Menu for a Backpacking Family


Packing, prepping, and planning for a backpacking adventure with two small children has become routine for me but that has not always been the case.  When we first starting backpacking as a family three years ago, hours were spent figuring out where to go.  Then it would take me a week to sort out the gear and decide what we would need.  Once that was taken care of the menu had to be set.  The challenge was coming up with the right food combos to satisfy the appetite of two adults and two energetic hungry children. (Who are now 7 and 5 years old.) 

Searching for where to backpack is a breeze now.  The Backroad Mapbook combined with a few blogs and trail guide websites I trust and find to be reliable works great.  Packing our gear is done the day before we head out.  A big improvement compared to a week.  Unfortunately planning what and how much food to bring still is a challenge, even after three years of trial and error.  BUT…. I feel like I am on the verge of a breakthrough.  Our last backpacking trip to Mt. Colonel Foster and Landslide Lake (which I still need to blog about) turned out to be the best food combination to date.

WORK TO BE COMPLETED:
In the passage about a backpacking family's menu, how old are the two children now?

DATA ENTRIES:
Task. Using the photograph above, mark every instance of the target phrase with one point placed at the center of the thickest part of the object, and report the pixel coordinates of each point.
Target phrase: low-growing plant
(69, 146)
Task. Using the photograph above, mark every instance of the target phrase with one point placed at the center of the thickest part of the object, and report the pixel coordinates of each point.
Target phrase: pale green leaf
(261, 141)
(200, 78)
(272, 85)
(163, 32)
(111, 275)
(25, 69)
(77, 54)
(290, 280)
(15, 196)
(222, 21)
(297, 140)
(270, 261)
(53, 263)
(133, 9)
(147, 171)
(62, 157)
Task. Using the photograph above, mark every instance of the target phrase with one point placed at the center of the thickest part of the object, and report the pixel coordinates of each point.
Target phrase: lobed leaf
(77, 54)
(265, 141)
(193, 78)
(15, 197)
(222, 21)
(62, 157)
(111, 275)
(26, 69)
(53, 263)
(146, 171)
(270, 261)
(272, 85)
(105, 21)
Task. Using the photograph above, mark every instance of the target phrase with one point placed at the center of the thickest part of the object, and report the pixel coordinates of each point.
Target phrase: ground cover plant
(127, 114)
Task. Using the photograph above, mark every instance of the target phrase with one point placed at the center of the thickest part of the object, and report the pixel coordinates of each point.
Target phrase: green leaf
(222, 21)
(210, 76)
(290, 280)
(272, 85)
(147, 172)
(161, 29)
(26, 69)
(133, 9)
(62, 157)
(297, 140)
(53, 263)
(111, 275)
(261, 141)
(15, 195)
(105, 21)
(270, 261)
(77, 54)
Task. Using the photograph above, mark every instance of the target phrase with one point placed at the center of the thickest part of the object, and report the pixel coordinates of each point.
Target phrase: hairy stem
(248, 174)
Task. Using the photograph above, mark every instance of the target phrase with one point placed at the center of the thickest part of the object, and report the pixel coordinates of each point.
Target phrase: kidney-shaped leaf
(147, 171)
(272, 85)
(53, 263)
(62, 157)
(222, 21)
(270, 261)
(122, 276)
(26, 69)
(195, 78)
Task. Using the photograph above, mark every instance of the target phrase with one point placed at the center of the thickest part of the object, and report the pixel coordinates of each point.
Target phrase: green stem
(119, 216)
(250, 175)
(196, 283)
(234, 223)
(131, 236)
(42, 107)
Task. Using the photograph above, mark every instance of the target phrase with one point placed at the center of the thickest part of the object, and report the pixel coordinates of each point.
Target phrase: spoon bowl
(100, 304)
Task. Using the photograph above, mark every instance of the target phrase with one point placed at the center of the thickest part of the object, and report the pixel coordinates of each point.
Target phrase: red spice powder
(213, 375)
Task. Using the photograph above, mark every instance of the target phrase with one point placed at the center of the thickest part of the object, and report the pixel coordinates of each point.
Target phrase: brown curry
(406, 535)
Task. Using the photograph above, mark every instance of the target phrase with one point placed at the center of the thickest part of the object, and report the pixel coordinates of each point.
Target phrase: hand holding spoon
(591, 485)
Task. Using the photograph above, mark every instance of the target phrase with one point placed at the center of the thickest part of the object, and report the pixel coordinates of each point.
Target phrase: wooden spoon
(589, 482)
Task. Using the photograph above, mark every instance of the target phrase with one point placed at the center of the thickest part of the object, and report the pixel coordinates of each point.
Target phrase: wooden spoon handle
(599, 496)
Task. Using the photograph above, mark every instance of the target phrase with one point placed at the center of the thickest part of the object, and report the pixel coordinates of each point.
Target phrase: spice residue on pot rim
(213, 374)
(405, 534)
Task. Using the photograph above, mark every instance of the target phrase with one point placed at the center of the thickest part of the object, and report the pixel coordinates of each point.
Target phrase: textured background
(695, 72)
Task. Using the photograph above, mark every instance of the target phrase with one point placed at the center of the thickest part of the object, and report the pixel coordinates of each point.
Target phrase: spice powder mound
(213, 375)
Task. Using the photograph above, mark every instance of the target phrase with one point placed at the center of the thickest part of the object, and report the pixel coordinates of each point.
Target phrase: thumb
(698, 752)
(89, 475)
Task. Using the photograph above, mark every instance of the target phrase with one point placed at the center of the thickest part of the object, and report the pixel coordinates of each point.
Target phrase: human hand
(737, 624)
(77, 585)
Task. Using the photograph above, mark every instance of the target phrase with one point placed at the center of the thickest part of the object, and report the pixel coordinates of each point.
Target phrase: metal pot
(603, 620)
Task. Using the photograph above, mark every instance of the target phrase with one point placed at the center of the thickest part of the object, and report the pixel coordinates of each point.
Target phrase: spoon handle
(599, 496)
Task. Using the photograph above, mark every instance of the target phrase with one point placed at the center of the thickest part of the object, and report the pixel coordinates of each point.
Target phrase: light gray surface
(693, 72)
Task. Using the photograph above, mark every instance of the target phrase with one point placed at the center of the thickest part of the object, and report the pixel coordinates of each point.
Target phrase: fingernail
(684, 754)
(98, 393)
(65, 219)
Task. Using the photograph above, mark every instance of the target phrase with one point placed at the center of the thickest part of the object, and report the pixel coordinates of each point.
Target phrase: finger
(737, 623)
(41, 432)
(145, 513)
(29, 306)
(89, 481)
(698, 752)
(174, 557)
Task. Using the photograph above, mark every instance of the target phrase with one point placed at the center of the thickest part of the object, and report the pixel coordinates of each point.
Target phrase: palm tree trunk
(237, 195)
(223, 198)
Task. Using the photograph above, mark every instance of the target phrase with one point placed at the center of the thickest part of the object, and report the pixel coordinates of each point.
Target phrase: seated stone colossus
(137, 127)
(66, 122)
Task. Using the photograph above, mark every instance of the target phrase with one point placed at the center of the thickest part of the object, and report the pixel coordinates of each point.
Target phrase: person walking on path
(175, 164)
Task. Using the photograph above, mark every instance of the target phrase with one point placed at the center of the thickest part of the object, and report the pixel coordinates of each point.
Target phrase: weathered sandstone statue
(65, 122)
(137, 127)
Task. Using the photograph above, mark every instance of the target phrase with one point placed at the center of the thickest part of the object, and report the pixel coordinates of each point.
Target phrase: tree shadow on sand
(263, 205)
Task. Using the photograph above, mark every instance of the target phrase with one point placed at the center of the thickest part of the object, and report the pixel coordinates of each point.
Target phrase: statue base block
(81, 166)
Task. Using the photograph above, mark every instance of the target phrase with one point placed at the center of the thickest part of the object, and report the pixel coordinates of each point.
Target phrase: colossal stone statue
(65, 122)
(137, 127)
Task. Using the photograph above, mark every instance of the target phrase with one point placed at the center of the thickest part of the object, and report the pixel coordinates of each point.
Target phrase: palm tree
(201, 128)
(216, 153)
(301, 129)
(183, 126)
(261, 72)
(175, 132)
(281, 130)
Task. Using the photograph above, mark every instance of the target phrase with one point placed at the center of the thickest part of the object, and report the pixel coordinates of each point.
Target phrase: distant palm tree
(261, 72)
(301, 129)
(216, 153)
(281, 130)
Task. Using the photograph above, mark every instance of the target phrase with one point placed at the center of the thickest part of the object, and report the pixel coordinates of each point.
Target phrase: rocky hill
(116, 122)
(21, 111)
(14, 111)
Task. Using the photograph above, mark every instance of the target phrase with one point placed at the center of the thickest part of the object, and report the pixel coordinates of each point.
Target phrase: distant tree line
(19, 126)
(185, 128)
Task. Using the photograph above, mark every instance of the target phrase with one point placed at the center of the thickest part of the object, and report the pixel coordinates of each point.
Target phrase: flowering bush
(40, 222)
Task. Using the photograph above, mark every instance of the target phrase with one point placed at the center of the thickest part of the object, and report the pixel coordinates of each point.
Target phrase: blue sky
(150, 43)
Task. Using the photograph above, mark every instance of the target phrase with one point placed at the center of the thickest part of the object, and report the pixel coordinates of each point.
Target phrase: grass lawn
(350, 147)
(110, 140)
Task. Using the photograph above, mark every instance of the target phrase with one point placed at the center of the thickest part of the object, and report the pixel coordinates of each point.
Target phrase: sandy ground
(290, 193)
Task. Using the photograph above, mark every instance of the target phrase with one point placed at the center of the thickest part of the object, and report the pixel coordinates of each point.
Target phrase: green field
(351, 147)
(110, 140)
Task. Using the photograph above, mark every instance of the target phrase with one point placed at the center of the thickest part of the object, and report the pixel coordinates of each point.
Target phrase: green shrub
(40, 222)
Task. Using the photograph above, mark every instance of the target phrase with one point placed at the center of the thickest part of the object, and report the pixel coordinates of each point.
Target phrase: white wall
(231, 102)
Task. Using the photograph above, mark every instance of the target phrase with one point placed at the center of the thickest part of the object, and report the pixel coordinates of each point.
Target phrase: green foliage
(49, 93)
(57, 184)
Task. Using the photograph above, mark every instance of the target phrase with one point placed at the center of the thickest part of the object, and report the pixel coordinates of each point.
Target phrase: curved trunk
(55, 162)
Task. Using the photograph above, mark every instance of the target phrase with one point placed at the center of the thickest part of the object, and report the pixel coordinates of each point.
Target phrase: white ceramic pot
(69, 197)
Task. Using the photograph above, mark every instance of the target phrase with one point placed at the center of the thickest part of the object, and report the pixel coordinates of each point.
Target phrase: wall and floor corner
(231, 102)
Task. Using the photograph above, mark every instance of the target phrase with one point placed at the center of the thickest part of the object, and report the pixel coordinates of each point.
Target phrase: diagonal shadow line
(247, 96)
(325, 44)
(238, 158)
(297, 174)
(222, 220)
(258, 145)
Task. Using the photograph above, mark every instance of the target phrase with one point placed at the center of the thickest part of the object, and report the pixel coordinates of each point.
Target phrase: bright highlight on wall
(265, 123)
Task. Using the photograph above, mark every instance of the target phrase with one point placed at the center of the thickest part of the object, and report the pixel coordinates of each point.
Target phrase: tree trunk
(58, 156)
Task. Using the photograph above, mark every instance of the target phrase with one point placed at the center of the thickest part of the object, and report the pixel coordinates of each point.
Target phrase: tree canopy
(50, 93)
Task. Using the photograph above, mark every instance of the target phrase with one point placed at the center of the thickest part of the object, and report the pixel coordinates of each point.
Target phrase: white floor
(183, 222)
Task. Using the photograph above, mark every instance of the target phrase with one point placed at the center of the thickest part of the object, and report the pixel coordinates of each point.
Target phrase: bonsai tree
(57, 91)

WRITTEN ANSWER:
They are 7 and 5 years old.